Document passage:
United States District Court, D. Delaware

July 31, 2017

THOMAS YERANSIAN, in Ms capacity as the representative of holders of certain Contingent Value rights under the Contingent Values Rights Agreement dated October 15, 2010, Plaintiff,
v.
MARINE CORPORATION, a Virginia Corporation, Defendant.

          MEMORANDUM

         I. INTRODUCTION

         Plaintiff Yeransian, in his capacity as the representative of holders of certain contingent value rights under the Contingent Value Rights Agreement, brought this suit against Markel Corporation ("Markel") on September 15, 2016. (D.I. 1). Yeransian alleges that Markel breached the Contingent Value Rights Agreement ("the CVR Agreement") by failing to follow generally accepted accounting principles ("GAAP") and actuarial standard of practice ("ASOP") in its calculations of the Adjusted Principal Amount. Id. The Complaint's eight causes of action essentially arise out of Marke's alleged failure to properly calculate the loss and expense reserves, Markel's alleged misrepresentations or misstatements with regard to calculation of those reserves, and Markel's failure to provide the correct documentation for its calculations. Id.

         Currently before the court is Markel's Motion to Stay Litigation and Compel Arbitration. (D.I. 35). Markel moves the court to stay the litigation, pending completion of the dispute resolution procedures outline in Section 3.2(d) of the CVR. (D.I. 36). For the reasons that follow, the court grants Markel's motion.

         II. BACKGROUND

         The current action arises out of Marke's 2009 acquisition of Aspen Holdings, Inc., a workers' compensation insurance underwriter. (D.I. l'¶5). In 2009, Aspen reported $81.7 million in shareholder equity (book value). Id. ¶ 6. Based on that book value, Markel offered to buy Aspen for $183 million subject to due diligence. Id. ¶ 7. After due diligence, Vice Chairman of Markel's Board of Directors informed the CEO of Aspen, Luke Yeransian, that Markel found Aspen's book value to be overstated by $47.3 million as of December 31, 2009. Id. ¶ 8. Markel agreed to purchase Aspen but, in order to account for the possibly overstated book value, Markel would pay $135.7 million in cash at closing and create a Contingent Value Rights Agreement. Id. The CVR Agreement would pay $47.3 million in additional consideration to Aspen's shareholders in eight years (with a pre-payment option at year five) if Aspen's book value as of December 31, 2009 turned out to be correct. Id.

Rows of box annotation data
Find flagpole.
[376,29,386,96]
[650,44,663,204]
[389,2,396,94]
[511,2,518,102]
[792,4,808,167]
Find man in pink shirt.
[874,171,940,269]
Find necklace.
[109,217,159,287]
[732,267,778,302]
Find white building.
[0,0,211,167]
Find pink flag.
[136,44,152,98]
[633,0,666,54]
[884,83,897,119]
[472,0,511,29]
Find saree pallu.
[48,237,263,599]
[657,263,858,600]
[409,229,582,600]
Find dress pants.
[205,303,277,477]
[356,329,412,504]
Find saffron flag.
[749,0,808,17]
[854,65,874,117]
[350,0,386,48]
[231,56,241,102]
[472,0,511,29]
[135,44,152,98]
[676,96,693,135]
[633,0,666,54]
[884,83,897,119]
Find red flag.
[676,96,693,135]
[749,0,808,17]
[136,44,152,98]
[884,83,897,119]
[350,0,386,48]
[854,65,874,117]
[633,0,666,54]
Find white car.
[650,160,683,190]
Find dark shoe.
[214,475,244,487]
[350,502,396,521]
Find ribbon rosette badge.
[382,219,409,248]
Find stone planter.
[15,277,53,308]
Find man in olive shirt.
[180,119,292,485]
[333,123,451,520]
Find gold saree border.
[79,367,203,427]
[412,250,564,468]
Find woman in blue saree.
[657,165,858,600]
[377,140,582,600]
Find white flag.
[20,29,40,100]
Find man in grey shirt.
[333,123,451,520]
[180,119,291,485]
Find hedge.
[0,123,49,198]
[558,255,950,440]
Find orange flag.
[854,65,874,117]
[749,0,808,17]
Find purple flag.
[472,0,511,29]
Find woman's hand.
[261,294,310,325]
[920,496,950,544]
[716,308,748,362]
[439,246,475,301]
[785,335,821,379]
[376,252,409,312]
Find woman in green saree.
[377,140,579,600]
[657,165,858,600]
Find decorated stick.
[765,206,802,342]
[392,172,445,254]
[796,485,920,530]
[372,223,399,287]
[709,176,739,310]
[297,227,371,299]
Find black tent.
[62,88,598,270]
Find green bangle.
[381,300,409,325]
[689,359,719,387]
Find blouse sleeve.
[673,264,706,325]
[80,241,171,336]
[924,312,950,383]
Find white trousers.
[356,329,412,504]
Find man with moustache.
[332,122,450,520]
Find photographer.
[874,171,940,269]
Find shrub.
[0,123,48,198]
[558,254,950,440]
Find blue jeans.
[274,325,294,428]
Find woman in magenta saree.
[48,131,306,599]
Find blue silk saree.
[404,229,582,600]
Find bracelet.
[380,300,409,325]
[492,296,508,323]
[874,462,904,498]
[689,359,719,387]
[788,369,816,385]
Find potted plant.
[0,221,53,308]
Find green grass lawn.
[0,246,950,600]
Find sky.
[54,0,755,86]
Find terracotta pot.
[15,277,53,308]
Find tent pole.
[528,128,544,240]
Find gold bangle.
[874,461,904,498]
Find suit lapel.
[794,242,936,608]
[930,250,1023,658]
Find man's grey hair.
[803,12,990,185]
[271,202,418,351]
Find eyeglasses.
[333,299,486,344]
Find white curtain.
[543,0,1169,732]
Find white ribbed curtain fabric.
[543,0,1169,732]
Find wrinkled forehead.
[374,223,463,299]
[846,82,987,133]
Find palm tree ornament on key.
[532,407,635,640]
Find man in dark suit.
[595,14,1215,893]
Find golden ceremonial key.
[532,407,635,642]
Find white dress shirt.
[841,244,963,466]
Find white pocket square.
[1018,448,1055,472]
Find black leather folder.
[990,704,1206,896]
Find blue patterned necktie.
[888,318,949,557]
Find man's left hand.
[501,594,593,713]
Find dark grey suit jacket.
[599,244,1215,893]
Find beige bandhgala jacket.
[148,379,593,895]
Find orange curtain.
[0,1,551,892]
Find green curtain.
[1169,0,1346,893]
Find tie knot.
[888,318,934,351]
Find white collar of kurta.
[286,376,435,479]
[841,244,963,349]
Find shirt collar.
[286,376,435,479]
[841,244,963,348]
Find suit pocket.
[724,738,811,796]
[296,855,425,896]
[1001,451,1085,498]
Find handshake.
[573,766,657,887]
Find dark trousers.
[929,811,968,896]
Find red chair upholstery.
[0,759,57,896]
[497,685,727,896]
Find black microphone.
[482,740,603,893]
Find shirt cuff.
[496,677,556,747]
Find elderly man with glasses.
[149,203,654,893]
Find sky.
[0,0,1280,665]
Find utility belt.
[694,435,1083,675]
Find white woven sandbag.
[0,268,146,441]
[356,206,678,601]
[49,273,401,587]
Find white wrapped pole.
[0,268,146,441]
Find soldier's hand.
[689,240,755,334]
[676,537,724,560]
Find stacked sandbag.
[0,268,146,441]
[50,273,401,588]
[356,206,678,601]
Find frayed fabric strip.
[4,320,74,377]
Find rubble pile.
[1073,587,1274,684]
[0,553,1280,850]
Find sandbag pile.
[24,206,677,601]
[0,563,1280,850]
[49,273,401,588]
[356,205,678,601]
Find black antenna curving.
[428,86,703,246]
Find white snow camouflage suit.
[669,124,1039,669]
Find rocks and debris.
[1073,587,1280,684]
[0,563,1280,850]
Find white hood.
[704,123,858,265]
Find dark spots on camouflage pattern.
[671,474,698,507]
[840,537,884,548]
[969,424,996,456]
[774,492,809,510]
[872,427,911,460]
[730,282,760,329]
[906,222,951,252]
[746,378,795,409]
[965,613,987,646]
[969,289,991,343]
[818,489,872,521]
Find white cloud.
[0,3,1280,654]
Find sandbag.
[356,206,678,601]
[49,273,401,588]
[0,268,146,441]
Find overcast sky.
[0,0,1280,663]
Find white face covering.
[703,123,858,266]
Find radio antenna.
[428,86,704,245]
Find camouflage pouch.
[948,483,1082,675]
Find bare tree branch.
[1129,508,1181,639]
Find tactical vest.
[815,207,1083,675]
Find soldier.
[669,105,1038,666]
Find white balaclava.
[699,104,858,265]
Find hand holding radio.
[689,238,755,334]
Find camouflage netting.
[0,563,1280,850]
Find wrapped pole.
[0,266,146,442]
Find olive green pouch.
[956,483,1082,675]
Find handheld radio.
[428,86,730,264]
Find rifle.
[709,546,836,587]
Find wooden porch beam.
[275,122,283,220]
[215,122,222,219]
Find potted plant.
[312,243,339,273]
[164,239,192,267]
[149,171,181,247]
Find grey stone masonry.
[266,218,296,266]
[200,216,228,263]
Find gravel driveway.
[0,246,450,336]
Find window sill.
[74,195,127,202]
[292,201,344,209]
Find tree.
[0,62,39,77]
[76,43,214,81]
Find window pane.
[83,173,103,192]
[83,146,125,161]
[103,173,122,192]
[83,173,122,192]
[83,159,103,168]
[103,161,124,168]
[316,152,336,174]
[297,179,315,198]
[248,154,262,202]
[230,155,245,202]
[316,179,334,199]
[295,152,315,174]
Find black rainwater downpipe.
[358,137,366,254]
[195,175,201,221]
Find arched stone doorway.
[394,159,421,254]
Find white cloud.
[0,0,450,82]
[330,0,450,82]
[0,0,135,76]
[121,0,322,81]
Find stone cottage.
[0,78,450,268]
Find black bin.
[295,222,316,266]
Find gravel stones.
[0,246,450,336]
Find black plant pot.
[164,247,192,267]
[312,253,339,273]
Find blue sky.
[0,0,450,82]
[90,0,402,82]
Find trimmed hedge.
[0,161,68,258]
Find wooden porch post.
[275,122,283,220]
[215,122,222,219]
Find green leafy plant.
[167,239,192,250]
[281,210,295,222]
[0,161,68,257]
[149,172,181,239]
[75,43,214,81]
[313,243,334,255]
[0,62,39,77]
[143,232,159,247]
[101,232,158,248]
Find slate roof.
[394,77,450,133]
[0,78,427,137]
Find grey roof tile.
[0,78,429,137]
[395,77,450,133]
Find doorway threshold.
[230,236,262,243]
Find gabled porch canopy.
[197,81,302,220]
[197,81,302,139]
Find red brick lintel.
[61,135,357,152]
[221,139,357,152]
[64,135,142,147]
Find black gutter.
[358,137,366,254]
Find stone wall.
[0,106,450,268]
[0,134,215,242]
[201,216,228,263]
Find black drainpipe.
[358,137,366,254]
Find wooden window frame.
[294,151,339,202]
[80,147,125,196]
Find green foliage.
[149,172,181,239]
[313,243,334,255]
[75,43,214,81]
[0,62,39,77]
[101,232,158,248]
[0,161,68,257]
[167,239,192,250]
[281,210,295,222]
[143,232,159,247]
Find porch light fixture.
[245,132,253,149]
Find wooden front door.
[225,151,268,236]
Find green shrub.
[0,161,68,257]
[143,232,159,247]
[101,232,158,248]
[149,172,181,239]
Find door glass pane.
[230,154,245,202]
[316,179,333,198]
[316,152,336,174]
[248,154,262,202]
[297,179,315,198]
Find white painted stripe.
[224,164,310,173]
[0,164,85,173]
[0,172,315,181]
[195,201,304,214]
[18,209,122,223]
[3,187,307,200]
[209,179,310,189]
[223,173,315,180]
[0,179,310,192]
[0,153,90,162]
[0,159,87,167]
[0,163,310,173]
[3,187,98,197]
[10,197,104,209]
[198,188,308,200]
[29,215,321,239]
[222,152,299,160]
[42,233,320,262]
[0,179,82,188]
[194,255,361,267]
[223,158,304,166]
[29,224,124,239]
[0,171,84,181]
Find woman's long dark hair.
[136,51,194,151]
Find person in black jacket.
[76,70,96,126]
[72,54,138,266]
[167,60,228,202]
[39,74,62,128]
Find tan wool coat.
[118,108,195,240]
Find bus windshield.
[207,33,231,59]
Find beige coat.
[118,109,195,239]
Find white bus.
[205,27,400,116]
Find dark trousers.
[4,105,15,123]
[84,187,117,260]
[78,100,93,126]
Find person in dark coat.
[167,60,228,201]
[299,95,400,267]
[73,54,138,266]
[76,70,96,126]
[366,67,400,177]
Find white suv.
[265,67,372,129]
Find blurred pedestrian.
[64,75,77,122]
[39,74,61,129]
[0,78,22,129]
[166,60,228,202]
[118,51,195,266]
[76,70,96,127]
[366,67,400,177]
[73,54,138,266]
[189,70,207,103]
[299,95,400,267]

Short exercise:
List every distinct dollar amount that the court memorandum above mentions.

Task result:
$81.7 million, $183 million, $47.3 million, $135.7 million